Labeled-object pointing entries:
▼

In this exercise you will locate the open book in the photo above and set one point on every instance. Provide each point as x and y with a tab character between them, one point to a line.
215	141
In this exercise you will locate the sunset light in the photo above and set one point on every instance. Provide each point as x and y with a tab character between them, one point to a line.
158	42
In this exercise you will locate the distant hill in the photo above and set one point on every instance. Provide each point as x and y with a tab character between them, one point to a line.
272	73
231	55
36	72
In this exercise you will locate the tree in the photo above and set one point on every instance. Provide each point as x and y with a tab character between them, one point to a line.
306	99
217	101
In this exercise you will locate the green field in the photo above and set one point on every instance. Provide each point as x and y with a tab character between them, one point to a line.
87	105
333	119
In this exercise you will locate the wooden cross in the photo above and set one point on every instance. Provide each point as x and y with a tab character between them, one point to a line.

▲

Exercise:
Reproduce the material above, every line of it, exactly.

The solution:
In this exercise you will locate the open book in the photo above and set one point on every instance. Provide each point as x and y with a tab character between them, one point to a line.
215	141
In this exercise you will locate the sunset light in the photo above and set one point on every instance. Provide each point as x and y with a tab character between them, one point to a line.
158	42
In this exercise you will locate the distant hill in the photo above and set one point on every instance. Provide each point as x and y with a tab character between them, one point to a line.
272	73
231	55
36	72
In this exercise you will locate the tree in the photo above and set one point on every instance. Provide each point as x and y with a tab character between them, one point to a line.
306	99
217	101
In this exercise you will locate the green field in the photo above and set one point on every instance. Provide each point as x and y with a tab character between them, one point to a line.
87	105
333	119
In this exercise you will locate the wooden cross in the photo above and set one point on every instance. Provide each point as x and y with a tab character between them, one point to a line.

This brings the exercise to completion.